- What you need to do
Please return the records below exactly as they stand, with the pictures removed.

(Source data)
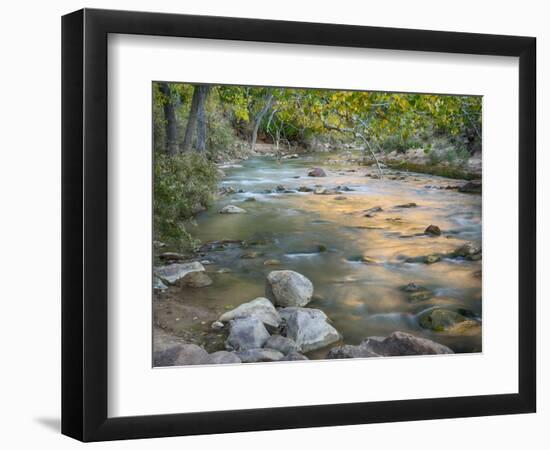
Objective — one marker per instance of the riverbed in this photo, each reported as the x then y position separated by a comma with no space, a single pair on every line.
357,261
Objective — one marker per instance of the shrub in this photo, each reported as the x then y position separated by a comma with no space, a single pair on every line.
183,185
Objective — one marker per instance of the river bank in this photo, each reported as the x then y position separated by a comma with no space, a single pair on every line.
361,240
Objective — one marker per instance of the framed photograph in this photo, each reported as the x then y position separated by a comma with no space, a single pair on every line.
273,224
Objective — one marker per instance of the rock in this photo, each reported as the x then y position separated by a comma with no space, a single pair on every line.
191,355
171,256
420,295
250,255
440,319
184,274
397,344
166,356
232,209
246,333
217,325
432,230
282,344
158,285
272,262
471,187
316,172
295,357
223,357
196,280
469,250
261,308
309,329
412,287
288,288
259,355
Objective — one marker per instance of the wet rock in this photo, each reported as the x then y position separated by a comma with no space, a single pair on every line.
309,328
440,319
316,172
471,187
295,357
232,209
272,262
469,250
420,295
288,288
246,333
250,255
158,285
190,355
184,274
282,344
397,344
431,259
166,356
223,357
432,230
261,308
171,256
259,355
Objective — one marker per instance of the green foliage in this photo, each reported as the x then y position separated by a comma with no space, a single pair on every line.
183,185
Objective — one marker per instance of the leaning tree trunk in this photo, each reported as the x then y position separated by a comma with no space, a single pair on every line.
259,118
170,119
197,109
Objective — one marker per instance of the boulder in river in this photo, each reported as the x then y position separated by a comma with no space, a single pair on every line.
223,357
471,187
317,172
396,344
260,307
288,288
295,357
282,344
309,328
259,355
184,274
441,319
246,333
469,250
432,230
232,209
190,355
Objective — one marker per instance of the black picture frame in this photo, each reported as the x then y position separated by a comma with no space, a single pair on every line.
84,224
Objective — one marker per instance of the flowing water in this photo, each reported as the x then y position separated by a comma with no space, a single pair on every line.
323,236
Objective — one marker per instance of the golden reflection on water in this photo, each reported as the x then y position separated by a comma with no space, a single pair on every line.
322,237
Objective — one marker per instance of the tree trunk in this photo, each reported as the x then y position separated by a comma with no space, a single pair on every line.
170,119
196,119
259,118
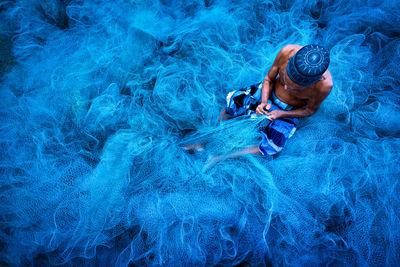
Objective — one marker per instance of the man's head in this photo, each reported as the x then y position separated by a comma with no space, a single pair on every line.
306,66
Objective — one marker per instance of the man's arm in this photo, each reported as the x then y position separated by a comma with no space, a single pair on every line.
270,78
313,105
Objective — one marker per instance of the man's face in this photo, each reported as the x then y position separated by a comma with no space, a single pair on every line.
289,85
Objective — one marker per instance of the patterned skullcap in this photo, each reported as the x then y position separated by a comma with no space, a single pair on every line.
308,64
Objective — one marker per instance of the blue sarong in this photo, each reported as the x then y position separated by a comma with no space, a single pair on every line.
276,133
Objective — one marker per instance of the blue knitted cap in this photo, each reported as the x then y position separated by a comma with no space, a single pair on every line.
308,64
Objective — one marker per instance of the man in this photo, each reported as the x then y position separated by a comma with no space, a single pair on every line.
295,86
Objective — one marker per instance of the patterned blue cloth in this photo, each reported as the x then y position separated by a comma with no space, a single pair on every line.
276,133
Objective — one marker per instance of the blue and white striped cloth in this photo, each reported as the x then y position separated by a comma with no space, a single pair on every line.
277,132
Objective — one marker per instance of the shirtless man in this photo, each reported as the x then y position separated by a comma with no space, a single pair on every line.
303,83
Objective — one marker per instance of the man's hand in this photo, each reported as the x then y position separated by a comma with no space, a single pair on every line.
263,108
275,114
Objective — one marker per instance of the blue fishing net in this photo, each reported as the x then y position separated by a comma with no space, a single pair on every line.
99,97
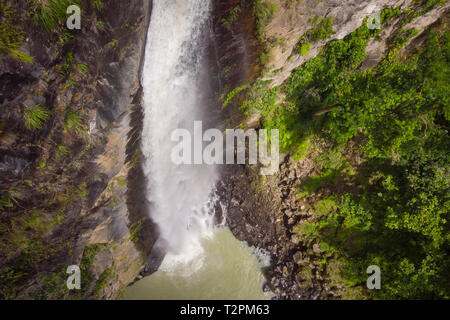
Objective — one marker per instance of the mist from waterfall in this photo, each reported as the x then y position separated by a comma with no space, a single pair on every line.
175,95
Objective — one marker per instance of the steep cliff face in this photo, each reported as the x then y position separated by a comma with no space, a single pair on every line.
69,139
289,213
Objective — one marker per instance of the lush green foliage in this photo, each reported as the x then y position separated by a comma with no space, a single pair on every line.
397,114
11,35
54,14
322,28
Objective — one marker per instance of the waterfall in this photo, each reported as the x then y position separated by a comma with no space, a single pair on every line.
175,83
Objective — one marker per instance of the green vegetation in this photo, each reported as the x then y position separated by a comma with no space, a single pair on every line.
392,209
264,13
35,117
54,13
322,28
11,35
233,15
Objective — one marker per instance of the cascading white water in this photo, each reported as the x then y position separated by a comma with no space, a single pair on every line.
174,97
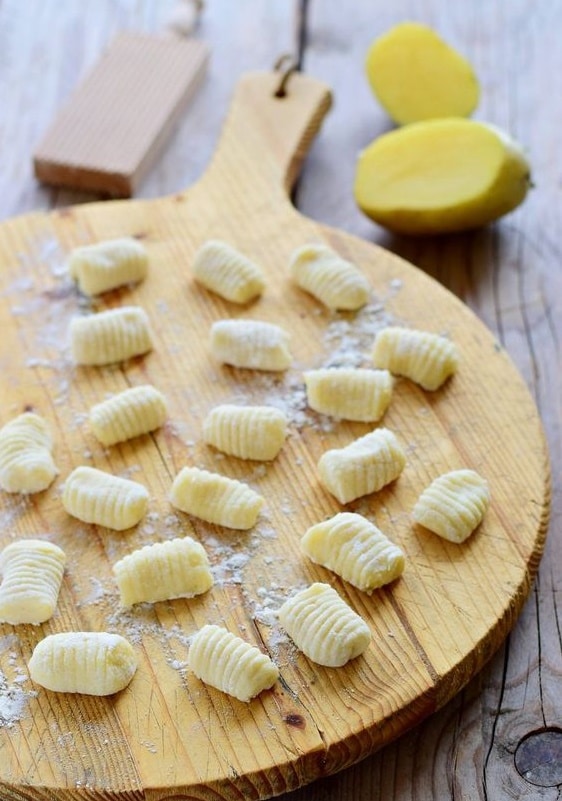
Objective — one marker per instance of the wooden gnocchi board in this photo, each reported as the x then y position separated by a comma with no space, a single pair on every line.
167,735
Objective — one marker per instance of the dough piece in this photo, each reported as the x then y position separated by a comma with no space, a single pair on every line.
26,461
106,265
355,549
95,496
332,280
453,505
31,578
228,273
230,664
348,393
215,498
248,432
365,465
323,626
250,343
110,336
128,414
427,359
89,662
178,568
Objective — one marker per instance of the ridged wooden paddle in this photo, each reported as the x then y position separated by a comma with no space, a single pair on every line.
167,735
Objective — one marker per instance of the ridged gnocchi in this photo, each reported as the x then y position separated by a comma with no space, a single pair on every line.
248,432
355,549
334,281
425,358
323,626
227,272
32,573
26,460
177,568
95,496
230,664
110,336
349,393
107,265
215,498
252,344
89,662
365,465
128,414
453,505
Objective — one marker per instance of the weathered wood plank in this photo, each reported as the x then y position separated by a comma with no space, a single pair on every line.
509,275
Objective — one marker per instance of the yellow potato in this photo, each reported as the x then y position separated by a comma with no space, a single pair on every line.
440,176
417,76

- Result of this exercise
Objective — one marker per instance of the riverbed in this photo, each reported as the x then y position separated by a comma with no space, a single pair on every line.
357,261
Objective — one marker per instance of the shrub in this photo, each reported as the x then y position separated by a comma with no space, a single pair on every line.
183,185
Objective — one marker per instance of the river bank in this photo, each reported as the x then y position separated by a comma with no space, a single pair on every line.
361,240
Objective — one marker per instance of the framed photograph in this photo, each reported as the x then y position separated by a comma with no space, a single pair on every line.
273,224
Objective — one marker per instance of the rock in this photo, each reported as the x then y position separated by a comma with no space, a single pair on every line.
191,355
171,256
420,295
250,255
440,319
184,274
397,344
166,356
232,209
246,333
217,325
432,230
282,344
158,285
272,262
471,187
316,172
295,357
223,357
196,280
469,250
261,308
309,329
412,287
288,288
259,355
Objective — one marker per instance of the wet rock in this photo, each reported as the x then y position separated by a comma with no space, a single pair on every line.
309,328
440,319
316,172
471,187
295,357
232,209
272,262
469,250
420,295
288,288
246,333
250,255
158,285
190,355
184,274
282,344
397,344
431,259
166,356
223,357
432,230
261,308
171,256
259,355
Objective — one marker per instance of the green foliage in this photo, each reported as the x then y position separated by a comma with no space, a single pair on every line.
183,185
Objective — one marker per instance of the leaning tree trunk in this photo, each reported as the x then y position separated by a comma with no space, a single pair on every line.
259,118
170,119
197,109
Objective — one marker per instance of the boulder in river in this photo, each reported as the x then y position separated by a comma with no space, a single pair on every line.
223,357
471,187
317,172
396,344
260,307
288,288
295,357
282,344
309,328
259,355
184,274
441,319
246,333
469,250
432,230
232,209
190,355
Objective — one marker per instance of the black picture frame in this photo, each reported as the x then y position separated by a comma with no space, a single pair on every line.
84,224
Objective — one marker per instance of the flowing water in this photo, each reported as the x then y position separated by a comma with no space, a single pair on every line.
323,236
Objective — one marker per instance of the golden reflection on water in this photo, each reported as the x then y position separated by a comma with no space, a single pair on every line.
322,237
Objective — one marker per instance of the tree trunk in this photo, each reported as the x then y position separated by a comma with no space, a single pair on every line.
170,119
196,119
259,118
Objective — one marker per instance of the man's head in this photo, each reported as the x then y position separated by a comma with no space, a single pair on every line.
306,66
Objective — one marker per instance of the man's arm in this photo, each reported as the x then y position separated by a comma with no space, a single pair on every line.
270,78
313,105
Objective — one marker per instance of the man's face in this photo, each reported as the x then y position separated by a comma with no space, a single pair on every line.
289,85
Objective — one marker per instance of the patterned skullcap in this photo, each reported as the x then y position separated by a comma with no space, a single pair on every line.
308,64
Objective — one marker per instance of the blue sarong in this photo, each reported as the x then y position separated by a comma with no space, a single pair on every line.
276,133
Objective — one marker per instance of the blue knitted cap in this photo, each reported as the x then y position separated by a comma with no space, a single pair on every line.
308,64
Objective — one marker per instance of the man in this photo, each reported as the x then y position separated by a comma with no space, a single pair on every line.
295,86
Objective — one marker per instance of the patterned blue cloth in this photo, each reported as the x then y position separated by a comma with no space, a single pair on every line.
276,133
Objective — one marker per instance of the blue and white striped cloth in this photo, each reported as the x then y position separated by a comma with no space, a single pair on every line.
277,132
Objective — one marker per instance of the shirtless man in this photo, each reported as the x then y position separated by a comma with no space, a single pair on every line.
303,83
Objective — one marker per instance of the man's hand in this photo, each reported as the x then y position separated by a comma with no space, a single pair on every line.
263,108
275,114
Objective — one marker per instance of the blue fishing net in this photo, each reported as the x then y position separated by a comma with no space, a single pair on every line.
99,97
Objective — one marker per instance of the mist from waterfall in this photo, each reported as the x then y position separated by a comma with no space, a single pair on every line.
175,95
Objective — one marker per instance of the steep cliff face in this photo, each reported as the x then y position separated by a comma with no space, a single pair on every line.
69,139
289,213
Objective — one marker per instance of the lush green foliage in this photo, each reported as the x then y position separated by a comma with no space, a single pair on every line.
397,114
11,35
54,14
322,28
Objective — one marker per instance of the waterfall in this photo, each reported as the x then y position separated by a comma with no space, a single pair on every line.
175,83
Objective — one marker per instance of the green vegetation in this photo, each reported as the x then y position separated by a comma with no space, a single pair on every line.
392,209
264,13
35,117
54,13
322,28
11,35
233,15
Objective — one marker per instance of the cascading white water in this photo, each reported as the x then y position separated by a comma with no space, a single pair on every line.
174,97
Objective — one marker per instance of the wooden gnocchi board in this photo, each reported as the x then y position separated by a comma with no space, a single pair on every line.
167,735
Objective — one marker per instance of the dough piece in this photo, each reported as the x then y position separated by a comma with no space, a single pair on every line.
26,461
106,265
355,549
95,496
332,280
453,505
31,578
228,273
230,664
348,393
215,498
248,432
365,465
323,626
250,343
110,336
128,414
427,359
89,662
178,568
Objective — one marker per instance of the ridged wooden paddle in this photo, each reported as the x then y position separated by a comma with no space, a single pair on every line.
167,735
Objective — one marker per instance of the ridged gnocchi in this photo, each reported as the x then y position separated by a comma with no space, a single pair on every line.
248,432
355,549
334,281
425,358
323,626
227,272
32,573
26,460
177,568
95,496
230,664
110,336
349,393
107,265
215,498
252,344
89,662
365,465
128,414
453,505
Objective — one marker per instance of the weathered wood plank in this photo, each reported as the x then y position separated by a comma with no space, a single pair on every line.
509,275
Objective — one marker per instance of the yellow potato in this photo, each reported as the x then y position separated by a comma with no space, a single pair on every line.
440,176
417,76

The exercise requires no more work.